How many lines of the records below contain the word "green"? Reply with the number alone.

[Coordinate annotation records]
▬▬▬

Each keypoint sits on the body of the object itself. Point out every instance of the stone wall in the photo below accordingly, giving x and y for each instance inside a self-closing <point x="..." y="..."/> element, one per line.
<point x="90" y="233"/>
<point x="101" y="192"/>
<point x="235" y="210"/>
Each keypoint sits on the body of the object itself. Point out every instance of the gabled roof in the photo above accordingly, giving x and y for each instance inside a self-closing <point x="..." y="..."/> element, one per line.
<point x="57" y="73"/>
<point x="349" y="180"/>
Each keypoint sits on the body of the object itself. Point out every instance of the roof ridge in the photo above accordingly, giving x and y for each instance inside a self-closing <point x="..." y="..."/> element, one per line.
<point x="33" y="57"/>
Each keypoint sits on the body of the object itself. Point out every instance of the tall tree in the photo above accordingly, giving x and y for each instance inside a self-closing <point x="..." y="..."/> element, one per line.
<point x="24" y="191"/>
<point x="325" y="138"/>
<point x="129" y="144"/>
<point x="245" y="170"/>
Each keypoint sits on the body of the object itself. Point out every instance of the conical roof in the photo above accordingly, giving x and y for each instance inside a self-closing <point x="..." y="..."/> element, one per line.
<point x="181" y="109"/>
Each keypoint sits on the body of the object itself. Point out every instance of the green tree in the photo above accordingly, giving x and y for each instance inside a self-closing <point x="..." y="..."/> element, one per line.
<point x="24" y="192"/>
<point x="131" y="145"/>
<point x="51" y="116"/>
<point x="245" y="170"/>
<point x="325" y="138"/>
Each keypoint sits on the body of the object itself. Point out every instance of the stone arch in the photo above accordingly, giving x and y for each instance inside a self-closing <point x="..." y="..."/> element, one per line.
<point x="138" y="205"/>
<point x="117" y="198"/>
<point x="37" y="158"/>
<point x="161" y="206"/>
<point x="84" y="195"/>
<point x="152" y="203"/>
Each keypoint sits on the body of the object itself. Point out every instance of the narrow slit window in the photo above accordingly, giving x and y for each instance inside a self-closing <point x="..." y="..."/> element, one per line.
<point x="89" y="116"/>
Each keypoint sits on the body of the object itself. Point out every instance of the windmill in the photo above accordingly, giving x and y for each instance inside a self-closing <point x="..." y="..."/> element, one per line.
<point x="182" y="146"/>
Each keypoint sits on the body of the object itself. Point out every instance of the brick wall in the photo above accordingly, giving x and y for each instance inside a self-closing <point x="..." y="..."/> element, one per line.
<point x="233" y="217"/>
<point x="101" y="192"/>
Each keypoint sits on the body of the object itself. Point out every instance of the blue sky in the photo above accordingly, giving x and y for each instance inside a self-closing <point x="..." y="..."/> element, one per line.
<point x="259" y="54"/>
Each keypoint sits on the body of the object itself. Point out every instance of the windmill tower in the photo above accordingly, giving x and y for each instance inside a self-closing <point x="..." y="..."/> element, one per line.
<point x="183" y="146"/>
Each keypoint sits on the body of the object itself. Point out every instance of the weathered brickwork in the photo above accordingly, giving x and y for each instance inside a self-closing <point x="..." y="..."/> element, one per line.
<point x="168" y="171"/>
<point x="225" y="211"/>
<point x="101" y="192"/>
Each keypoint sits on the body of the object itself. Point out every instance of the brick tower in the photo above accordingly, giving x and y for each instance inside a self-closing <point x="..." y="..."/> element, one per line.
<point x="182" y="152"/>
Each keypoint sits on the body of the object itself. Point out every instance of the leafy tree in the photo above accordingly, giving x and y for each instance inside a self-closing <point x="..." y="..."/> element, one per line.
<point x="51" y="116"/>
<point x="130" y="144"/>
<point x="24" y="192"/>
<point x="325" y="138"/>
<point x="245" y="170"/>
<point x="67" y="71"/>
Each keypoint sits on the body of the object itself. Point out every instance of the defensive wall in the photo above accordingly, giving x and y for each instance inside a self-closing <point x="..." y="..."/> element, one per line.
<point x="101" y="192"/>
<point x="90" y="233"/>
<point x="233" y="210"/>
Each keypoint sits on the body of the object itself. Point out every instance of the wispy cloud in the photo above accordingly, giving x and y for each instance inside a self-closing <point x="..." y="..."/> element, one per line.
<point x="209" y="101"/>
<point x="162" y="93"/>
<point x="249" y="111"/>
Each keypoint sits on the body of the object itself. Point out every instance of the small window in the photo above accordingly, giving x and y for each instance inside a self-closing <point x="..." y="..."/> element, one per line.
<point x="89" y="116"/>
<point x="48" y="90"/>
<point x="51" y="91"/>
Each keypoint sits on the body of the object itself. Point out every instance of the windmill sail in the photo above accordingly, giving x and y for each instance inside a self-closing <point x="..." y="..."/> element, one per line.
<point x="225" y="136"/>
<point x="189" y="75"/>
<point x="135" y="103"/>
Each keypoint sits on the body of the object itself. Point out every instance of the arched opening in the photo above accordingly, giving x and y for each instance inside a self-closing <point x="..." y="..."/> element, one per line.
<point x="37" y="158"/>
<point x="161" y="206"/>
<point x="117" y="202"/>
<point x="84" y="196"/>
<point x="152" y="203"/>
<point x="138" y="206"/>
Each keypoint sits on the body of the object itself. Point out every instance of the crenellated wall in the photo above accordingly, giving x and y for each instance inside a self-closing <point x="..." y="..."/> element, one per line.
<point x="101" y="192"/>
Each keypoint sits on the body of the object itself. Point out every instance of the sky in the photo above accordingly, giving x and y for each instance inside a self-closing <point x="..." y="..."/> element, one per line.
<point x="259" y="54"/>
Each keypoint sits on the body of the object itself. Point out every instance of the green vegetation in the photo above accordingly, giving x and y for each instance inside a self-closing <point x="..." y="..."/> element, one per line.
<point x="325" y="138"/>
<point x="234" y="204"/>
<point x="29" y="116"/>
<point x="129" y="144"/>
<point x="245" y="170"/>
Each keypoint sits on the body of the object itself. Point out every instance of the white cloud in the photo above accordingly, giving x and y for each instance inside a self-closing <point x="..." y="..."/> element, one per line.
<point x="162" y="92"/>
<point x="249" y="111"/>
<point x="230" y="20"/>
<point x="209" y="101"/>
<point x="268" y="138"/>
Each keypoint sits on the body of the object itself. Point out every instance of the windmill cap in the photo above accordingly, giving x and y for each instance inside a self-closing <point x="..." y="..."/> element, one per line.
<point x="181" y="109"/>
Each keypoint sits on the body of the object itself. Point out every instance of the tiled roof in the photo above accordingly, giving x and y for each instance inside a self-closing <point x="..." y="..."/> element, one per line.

▬▬▬

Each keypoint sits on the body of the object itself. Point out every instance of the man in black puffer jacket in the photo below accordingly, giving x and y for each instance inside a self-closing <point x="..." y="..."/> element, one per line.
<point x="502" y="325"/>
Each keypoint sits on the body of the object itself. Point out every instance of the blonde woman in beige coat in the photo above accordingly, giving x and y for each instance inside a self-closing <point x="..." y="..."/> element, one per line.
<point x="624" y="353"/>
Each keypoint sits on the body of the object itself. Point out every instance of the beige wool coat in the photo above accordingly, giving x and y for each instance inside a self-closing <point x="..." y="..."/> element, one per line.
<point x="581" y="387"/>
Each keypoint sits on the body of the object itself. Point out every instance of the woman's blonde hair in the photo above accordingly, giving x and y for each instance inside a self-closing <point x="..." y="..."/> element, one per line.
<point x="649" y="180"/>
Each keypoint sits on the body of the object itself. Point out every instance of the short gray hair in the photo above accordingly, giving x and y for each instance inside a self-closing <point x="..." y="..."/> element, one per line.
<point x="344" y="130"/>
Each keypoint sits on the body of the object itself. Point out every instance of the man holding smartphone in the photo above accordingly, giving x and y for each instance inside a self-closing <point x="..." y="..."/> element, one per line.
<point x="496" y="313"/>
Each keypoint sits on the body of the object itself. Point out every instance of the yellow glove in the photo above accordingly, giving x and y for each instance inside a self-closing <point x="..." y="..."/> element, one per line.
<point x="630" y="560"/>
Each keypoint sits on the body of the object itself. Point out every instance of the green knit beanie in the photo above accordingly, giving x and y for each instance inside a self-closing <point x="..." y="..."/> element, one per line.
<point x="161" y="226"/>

▬▬▬

# WRITTEN SOLUTION
3